* **Records from a data collection**
•••••

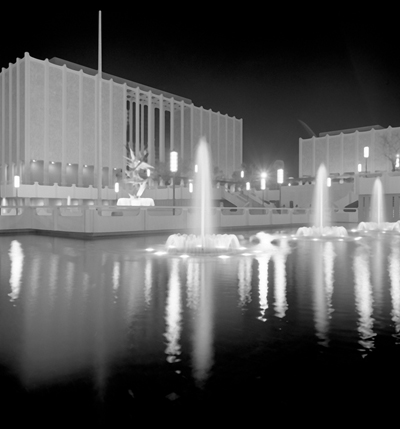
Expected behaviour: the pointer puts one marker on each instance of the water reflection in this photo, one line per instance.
(364, 300)
(148, 276)
(193, 286)
(263, 261)
(201, 283)
(323, 266)
(115, 277)
(84, 311)
(16, 255)
(173, 313)
(244, 277)
(394, 274)
(281, 305)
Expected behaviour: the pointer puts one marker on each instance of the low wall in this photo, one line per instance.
(104, 220)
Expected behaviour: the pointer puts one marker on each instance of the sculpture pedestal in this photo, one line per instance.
(135, 202)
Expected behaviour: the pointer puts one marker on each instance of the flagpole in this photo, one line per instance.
(99, 108)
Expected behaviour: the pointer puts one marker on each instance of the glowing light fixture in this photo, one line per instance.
(280, 175)
(173, 160)
(17, 182)
(263, 181)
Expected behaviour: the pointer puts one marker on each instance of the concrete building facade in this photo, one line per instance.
(343, 151)
(49, 125)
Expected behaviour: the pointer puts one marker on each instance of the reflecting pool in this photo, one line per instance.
(103, 328)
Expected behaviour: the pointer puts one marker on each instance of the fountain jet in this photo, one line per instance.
(321, 211)
(377, 212)
(203, 239)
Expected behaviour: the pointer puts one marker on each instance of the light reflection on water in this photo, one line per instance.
(87, 306)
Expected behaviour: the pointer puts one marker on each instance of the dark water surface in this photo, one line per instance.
(98, 331)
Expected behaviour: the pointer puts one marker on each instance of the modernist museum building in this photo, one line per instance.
(342, 152)
(50, 133)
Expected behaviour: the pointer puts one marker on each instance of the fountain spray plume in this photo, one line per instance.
(203, 189)
(377, 214)
(321, 210)
(203, 240)
(321, 204)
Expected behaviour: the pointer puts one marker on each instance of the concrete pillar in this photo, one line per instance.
(172, 138)
(162, 130)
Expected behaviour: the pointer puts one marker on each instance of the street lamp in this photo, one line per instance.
(17, 183)
(366, 156)
(173, 165)
(279, 174)
(116, 189)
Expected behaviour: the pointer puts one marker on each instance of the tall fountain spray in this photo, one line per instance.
(321, 204)
(377, 204)
(321, 222)
(377, 218)
(203, 189)
(203, 239)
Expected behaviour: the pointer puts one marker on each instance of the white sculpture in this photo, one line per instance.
(138, 183)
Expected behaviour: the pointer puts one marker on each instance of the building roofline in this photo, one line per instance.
(120, 80)
(351, 130)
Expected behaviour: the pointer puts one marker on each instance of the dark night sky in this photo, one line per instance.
(269, 68)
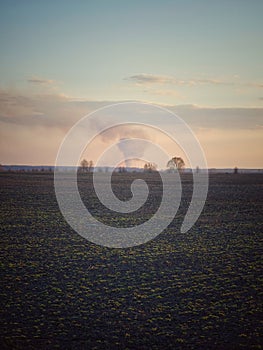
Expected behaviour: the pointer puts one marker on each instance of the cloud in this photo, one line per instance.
(154, 79)
(149, 79)
(37, 80)
(33, 125)
(143, 79)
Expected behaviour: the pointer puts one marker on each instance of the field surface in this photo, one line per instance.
(199, 290)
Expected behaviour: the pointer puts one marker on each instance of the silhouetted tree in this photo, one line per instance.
(149, 167)
(84, 165)
(90, 166)
(176, 162)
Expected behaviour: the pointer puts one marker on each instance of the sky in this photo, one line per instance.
(60, 60)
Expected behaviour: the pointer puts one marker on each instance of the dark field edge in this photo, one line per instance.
(200, 290)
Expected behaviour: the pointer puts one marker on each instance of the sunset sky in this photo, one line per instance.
(201, 59)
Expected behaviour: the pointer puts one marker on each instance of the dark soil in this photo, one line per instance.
(199, 290)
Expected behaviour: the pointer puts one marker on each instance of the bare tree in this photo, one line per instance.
(176, 162)
(149, 167)
(84, 164)
(91, 166)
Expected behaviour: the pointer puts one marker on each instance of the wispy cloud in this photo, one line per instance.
(143, 79)
(41, 81)
(148, 79)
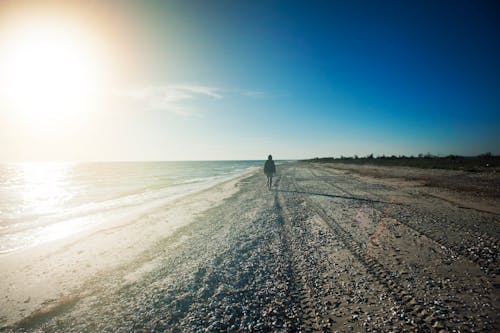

•••••

* **WHAT YOU NEED TO DO**
Which lines in the listing above contain the word "cloud"? Copy each of them in full.

* **EXERCISE OUTPUT**
Expected behaviour: the pointer puts one marker on each instance of the cloud in this photo, one line per instance.
Expected behaviour: the pointer puts one marker on each instance of the wispy cloud in this photo, one line per instance.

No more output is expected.